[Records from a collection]
*** Begin section ***

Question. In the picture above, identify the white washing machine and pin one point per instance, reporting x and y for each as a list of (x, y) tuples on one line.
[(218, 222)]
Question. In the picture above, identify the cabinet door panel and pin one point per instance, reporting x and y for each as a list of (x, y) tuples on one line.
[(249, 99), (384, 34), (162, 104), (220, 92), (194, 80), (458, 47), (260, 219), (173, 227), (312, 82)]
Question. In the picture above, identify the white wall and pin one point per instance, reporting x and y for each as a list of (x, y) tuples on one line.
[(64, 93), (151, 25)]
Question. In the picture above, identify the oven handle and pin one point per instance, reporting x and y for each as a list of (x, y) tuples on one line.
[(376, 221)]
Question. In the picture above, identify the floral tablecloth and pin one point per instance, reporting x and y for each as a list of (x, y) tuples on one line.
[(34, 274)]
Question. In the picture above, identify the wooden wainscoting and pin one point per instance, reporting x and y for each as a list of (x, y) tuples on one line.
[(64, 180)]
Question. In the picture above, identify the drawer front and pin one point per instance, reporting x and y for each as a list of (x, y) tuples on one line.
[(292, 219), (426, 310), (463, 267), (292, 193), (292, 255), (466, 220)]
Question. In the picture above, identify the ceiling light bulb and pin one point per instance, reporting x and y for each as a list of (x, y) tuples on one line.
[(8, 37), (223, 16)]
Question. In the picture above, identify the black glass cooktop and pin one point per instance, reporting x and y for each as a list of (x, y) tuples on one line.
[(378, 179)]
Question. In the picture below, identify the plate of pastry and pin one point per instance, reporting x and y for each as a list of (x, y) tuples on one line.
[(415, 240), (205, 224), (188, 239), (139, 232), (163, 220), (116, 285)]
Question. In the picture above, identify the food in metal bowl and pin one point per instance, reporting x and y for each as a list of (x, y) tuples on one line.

*** End section ***

__What is required__. Type out every record above once more, exactly.

__Answer area__.
Question. In the picture above, identify the white washing machine and pin one point per instance, reporting x and y for each as a list of (x, y) tuples on one line.
[(218, 222)]
Question. In the picture above, identify the cabinet door panel and pin one point per instance, reporting x and y for each as a list of (x, y) tuples on one line.
[(249, 99), (384, 34), (162, 104), (220, 92), (194, 80), (458, 47), (260, 219), (173, 227), (312, 82)]
Question. In the picture above, identify the white wall and pin one point per instance, reporting x and y for each as a list of (x, y) tuples on one line.
[(64, 93), (151, 25)]
Question. In the picture above, identify the oven handle and pin one point per instance, reporting x and y for each as a list of (x, y) tuples on one line.
[(376, 221)]
Question. In the picture above, identify the floral tablecloth and pin one point per instance, reporting x and y for each as a list of (x, y) tuples on one line.
[(34, 274)]
Question. In the picture above, identify the wooden wainscoting and pin one point per instance, reporting x and y for each as a list of (x, y) tuples on one line.
[(64, 180)]
Question. In the picture above, identify the drawer front and pin one point per instance, reporting x and y for each as a list of (x, y) tuples on one line.
[(292, 219), (426, 310), (463, 267), (292, 193), (292, 255), (466, 220)]
Question. In the picture above, identify the ceiling light bulb and pin one point per instance, reporting x and y for each as a list of (x, y) tuples on one line.
[(8, 37), (223, 16)]
Question. In the picture above, identify the black glass cooktop and pin one point per instance, reporting x and y for each as a list of (x, y) tuples on one line.
[(378, 179)]
Question. In the picture below, identify the plate of pastry and pin one point per instance, reporting x and y for each as a list of (x, y) tuples on one line.
[(415, 240), (205, 224), (188, 239), (139, 232), (163, 220), (116, 285)]
Question. In the picture above, identify the food in metal bowl and pin one point per instance, reporting x and y for each as a list of (x, y) tuples on one line.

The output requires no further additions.